Task details:
The records below hold a stretch from the line with "box: [0, 6, 423, 211]" through the line with "negative clicks: (171, 160)"; return exactly those lines, ends included, and nothing more.

Material for the task:
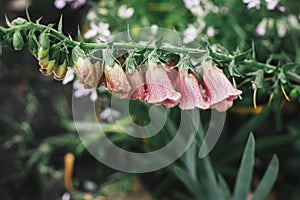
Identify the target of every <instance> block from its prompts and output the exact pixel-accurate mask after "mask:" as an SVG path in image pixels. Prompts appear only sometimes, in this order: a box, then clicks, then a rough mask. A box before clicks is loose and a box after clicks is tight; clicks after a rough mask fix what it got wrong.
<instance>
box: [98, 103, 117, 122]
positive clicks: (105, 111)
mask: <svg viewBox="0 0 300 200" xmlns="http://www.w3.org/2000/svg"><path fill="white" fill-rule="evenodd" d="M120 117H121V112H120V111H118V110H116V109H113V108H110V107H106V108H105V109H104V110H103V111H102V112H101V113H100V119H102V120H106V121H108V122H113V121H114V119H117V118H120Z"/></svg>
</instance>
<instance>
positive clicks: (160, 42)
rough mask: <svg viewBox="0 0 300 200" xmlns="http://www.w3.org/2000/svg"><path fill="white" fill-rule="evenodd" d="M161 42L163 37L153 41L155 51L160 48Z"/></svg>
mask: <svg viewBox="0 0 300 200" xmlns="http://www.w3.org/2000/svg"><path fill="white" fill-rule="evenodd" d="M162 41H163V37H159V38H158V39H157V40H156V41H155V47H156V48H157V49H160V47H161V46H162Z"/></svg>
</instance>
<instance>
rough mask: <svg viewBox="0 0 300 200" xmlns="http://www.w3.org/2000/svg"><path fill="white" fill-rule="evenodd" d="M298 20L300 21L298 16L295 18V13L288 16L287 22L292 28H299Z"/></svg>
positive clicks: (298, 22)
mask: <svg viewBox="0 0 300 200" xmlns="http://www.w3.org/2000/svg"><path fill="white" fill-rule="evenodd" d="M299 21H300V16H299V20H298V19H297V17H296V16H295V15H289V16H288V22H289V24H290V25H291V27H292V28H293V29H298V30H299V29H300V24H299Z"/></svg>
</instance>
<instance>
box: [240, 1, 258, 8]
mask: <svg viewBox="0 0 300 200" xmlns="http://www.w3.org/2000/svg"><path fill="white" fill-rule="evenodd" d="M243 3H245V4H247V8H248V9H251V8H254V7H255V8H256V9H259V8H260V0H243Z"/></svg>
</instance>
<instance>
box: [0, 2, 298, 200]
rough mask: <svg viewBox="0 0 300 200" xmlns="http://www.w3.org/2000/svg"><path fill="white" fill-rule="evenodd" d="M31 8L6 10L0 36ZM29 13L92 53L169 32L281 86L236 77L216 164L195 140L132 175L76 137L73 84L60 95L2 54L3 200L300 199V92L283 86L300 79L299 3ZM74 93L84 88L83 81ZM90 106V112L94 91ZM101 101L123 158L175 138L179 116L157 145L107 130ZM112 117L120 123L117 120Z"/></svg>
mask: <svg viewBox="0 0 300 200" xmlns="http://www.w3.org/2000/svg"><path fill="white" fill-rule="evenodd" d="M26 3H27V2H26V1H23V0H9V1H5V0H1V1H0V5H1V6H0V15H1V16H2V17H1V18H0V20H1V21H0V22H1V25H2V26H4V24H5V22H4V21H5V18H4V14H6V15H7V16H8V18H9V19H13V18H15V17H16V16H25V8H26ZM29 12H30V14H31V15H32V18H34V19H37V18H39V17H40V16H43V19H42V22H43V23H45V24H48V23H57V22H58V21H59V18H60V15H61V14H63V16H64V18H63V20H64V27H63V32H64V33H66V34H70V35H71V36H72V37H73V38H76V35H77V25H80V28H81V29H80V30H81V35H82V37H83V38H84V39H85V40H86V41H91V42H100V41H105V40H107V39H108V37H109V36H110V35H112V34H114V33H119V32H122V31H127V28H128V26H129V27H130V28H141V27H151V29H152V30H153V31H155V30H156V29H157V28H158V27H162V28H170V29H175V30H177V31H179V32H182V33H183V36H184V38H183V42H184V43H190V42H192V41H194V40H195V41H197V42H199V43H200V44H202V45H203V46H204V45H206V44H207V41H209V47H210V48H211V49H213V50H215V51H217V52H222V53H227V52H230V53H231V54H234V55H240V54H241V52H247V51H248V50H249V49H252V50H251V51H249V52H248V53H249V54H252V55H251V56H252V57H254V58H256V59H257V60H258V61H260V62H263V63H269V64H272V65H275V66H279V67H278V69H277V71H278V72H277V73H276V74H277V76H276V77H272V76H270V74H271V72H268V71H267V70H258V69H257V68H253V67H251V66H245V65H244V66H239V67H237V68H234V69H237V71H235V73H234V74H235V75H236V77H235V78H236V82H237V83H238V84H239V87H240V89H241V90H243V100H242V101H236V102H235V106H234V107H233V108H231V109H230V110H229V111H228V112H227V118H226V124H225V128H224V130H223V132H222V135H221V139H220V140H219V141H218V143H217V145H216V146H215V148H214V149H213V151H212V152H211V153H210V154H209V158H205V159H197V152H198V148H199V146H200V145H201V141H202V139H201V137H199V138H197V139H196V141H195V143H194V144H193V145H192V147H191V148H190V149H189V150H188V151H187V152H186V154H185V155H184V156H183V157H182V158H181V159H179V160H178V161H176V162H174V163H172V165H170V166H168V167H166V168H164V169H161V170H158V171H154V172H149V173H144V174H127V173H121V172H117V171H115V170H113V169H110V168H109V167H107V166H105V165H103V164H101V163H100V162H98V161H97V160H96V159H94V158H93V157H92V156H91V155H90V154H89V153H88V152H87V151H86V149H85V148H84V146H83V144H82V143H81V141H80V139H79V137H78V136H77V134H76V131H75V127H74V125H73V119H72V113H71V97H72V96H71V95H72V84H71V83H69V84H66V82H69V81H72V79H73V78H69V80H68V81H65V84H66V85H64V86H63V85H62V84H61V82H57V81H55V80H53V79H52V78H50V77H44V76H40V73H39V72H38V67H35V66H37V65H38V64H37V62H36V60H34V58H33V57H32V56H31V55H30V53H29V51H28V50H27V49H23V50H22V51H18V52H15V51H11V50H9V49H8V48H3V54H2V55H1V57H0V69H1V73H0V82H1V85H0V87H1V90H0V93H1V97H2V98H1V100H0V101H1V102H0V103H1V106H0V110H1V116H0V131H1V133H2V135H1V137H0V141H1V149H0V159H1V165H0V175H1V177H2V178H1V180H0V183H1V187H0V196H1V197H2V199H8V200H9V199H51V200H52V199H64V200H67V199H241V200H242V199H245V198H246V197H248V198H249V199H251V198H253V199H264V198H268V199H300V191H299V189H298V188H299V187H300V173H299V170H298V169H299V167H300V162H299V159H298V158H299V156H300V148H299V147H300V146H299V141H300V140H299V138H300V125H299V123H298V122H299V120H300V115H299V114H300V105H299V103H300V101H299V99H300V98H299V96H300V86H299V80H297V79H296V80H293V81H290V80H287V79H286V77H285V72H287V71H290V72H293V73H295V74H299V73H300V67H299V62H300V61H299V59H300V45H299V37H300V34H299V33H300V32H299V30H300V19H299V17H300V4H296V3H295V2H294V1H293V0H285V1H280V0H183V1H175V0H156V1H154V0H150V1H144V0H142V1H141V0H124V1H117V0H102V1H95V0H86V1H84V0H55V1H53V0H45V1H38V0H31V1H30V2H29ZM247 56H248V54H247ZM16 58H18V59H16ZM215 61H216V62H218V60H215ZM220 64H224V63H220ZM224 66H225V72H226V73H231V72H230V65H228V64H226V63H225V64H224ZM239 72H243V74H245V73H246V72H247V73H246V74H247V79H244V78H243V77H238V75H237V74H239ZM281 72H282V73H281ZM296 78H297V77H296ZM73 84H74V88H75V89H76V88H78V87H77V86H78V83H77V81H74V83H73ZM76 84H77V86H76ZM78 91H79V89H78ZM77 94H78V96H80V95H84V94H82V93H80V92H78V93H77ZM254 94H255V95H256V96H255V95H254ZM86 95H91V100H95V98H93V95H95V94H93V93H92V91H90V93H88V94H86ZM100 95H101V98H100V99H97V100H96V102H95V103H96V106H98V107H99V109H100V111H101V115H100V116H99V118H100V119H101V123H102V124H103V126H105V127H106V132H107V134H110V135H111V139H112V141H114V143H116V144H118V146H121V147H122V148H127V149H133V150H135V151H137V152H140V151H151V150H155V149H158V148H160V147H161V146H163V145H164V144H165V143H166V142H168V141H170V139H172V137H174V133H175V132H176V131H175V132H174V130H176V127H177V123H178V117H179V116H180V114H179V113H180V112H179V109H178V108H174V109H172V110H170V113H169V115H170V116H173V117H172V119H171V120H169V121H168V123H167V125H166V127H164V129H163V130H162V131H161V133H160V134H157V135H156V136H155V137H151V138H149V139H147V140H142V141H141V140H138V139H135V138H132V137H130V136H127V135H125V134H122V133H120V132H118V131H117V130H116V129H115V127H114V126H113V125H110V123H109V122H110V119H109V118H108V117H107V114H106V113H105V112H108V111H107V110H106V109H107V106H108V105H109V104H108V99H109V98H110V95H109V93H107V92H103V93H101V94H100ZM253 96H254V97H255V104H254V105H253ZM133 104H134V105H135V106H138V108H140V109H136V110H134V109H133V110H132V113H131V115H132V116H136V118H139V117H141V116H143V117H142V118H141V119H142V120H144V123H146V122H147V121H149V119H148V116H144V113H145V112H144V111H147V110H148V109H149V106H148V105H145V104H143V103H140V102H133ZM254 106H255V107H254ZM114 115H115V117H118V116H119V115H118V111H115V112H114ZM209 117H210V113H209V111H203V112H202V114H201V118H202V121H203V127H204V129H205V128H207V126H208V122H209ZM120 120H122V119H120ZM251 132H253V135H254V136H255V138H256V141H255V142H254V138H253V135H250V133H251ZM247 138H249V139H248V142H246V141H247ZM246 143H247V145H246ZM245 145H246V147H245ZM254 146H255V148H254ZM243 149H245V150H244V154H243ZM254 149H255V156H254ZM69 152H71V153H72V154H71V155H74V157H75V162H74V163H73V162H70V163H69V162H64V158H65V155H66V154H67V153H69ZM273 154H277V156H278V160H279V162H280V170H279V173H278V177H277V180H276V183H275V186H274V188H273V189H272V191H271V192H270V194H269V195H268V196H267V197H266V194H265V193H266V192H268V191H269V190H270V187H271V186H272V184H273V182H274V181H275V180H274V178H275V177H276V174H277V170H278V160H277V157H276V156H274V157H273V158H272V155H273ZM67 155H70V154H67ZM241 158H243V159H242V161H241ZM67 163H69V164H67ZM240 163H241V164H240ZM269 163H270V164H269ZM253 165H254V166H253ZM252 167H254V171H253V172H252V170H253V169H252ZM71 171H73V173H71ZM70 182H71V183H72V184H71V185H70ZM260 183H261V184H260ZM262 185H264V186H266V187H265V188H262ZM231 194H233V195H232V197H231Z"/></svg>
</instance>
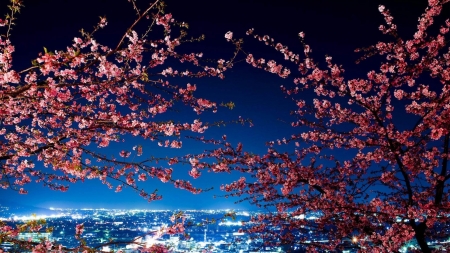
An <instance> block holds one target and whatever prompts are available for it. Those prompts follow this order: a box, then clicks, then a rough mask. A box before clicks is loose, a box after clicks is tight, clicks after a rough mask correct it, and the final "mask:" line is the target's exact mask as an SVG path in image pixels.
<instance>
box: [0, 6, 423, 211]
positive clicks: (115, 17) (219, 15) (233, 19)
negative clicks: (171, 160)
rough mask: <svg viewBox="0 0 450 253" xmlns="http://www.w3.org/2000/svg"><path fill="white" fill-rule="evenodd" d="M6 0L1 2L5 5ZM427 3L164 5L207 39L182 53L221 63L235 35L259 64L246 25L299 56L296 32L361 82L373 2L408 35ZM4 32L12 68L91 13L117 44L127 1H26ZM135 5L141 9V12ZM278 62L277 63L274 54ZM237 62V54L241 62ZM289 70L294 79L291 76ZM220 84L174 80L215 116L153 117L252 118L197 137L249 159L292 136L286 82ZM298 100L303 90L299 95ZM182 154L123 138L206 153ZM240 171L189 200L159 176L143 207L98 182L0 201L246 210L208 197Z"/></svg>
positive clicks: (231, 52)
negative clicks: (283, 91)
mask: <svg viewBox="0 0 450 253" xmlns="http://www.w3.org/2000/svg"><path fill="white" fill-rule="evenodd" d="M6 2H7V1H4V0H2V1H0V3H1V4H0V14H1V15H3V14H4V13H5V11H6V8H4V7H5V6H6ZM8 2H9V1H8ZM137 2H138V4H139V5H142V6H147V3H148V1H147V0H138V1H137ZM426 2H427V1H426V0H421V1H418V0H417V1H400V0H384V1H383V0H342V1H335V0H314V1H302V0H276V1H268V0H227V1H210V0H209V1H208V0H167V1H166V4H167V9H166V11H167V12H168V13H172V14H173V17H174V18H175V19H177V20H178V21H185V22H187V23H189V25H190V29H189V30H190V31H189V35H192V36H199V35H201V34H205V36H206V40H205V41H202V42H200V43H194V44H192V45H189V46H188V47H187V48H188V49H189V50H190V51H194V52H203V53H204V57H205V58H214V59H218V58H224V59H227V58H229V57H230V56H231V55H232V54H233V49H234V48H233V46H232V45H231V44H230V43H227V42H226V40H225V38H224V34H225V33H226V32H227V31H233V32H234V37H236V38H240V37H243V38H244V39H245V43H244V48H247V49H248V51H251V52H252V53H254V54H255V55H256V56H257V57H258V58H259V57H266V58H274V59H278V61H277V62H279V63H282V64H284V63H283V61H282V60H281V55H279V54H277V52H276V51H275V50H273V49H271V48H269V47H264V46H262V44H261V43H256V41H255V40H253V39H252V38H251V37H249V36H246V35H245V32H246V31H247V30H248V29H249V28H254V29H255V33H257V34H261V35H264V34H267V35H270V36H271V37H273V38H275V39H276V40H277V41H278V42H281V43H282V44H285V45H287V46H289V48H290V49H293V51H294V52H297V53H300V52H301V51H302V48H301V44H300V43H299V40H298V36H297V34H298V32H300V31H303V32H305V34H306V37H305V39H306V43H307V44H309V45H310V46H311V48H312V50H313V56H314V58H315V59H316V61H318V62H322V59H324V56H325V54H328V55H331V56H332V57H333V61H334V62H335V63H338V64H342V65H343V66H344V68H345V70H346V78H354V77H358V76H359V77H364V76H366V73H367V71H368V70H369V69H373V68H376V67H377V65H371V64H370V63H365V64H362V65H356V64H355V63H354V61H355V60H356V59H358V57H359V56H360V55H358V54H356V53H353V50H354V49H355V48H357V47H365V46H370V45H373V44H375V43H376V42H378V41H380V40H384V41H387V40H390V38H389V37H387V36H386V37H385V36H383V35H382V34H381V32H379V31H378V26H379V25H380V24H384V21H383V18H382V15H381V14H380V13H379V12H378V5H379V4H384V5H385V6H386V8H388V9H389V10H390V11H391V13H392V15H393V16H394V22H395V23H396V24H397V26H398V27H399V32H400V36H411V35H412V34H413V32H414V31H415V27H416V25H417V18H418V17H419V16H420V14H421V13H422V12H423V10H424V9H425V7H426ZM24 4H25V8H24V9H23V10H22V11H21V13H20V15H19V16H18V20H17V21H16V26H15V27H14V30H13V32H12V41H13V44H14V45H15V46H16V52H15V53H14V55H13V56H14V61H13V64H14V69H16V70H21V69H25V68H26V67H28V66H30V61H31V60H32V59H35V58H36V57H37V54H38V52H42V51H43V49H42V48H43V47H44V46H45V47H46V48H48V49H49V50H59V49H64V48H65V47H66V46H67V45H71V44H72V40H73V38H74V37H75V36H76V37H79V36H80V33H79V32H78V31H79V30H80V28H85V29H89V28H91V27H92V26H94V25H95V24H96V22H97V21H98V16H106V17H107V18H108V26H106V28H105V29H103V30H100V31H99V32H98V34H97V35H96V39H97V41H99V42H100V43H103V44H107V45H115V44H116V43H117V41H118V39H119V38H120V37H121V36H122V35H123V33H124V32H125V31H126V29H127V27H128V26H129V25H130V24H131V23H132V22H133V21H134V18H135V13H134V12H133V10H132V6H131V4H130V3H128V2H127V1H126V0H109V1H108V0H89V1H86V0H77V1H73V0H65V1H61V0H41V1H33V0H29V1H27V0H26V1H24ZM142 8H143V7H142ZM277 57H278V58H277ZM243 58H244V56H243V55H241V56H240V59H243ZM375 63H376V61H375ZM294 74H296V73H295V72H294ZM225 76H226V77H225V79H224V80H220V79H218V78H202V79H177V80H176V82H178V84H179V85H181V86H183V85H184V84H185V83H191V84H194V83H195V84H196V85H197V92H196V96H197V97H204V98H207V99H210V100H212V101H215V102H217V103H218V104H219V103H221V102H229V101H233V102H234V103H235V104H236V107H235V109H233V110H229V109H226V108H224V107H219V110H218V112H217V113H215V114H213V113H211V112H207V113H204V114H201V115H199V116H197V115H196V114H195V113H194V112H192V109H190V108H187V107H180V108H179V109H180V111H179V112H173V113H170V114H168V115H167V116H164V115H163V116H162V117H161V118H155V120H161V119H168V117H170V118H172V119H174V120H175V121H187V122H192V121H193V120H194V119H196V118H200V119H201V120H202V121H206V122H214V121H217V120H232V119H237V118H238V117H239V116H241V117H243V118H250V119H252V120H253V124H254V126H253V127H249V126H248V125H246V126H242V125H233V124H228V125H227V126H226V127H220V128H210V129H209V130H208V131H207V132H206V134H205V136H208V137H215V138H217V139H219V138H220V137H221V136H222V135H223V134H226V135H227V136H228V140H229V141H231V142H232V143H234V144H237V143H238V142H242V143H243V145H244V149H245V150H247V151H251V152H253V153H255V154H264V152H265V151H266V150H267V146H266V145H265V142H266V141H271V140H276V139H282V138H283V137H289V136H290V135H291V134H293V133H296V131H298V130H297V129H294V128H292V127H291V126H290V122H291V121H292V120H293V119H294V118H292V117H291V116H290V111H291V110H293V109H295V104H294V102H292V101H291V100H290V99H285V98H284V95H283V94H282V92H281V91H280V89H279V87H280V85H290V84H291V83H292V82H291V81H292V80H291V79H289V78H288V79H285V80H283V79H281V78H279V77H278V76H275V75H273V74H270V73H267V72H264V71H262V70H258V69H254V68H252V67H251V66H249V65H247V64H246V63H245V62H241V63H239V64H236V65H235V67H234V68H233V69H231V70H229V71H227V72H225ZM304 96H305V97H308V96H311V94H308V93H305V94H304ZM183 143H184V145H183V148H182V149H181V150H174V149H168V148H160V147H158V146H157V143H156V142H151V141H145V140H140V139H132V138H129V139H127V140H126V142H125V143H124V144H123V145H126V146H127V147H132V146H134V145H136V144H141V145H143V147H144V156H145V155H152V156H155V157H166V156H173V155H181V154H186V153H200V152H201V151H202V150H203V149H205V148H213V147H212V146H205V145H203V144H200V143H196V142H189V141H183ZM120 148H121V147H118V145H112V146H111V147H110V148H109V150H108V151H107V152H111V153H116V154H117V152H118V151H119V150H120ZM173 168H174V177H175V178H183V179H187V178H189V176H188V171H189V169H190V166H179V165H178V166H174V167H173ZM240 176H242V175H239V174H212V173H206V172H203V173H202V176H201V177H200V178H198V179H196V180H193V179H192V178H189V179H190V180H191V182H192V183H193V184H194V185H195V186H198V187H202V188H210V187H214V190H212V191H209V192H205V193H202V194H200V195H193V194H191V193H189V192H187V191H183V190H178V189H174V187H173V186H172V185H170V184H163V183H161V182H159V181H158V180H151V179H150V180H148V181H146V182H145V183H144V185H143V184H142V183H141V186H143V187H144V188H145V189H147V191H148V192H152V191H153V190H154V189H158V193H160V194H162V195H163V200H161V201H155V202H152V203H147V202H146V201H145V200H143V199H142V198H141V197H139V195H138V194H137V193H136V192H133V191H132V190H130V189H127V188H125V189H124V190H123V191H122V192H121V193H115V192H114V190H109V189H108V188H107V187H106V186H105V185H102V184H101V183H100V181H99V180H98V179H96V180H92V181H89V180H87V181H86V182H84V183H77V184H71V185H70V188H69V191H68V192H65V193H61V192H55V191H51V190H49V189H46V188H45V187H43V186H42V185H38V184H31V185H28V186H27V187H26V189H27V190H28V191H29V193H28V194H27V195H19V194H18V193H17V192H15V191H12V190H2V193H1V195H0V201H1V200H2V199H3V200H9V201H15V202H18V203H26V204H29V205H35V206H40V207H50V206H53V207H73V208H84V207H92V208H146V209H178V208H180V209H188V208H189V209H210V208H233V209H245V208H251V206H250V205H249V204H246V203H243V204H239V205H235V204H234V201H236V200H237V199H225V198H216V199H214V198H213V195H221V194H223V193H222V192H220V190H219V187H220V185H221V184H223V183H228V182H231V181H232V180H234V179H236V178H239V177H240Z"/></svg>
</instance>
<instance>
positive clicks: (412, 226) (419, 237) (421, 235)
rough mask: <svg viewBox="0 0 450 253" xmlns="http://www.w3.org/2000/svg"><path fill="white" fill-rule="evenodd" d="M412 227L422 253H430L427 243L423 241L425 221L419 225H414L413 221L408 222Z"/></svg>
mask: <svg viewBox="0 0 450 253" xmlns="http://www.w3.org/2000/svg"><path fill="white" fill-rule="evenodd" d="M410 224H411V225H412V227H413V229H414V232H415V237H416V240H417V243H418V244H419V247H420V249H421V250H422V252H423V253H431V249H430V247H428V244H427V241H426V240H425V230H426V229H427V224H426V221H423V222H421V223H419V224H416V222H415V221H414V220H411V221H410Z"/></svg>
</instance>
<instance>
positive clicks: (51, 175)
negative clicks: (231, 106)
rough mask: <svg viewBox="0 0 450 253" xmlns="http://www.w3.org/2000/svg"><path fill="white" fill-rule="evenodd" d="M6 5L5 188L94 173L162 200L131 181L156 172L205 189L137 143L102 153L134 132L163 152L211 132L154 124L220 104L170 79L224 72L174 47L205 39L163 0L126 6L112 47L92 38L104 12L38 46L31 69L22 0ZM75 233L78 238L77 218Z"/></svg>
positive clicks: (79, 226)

Exercise response:
box: [0, 6, 423, 211]
positive clicks: (115, 17) (219, 15) (233, 19)
negative clicks: (171, 160)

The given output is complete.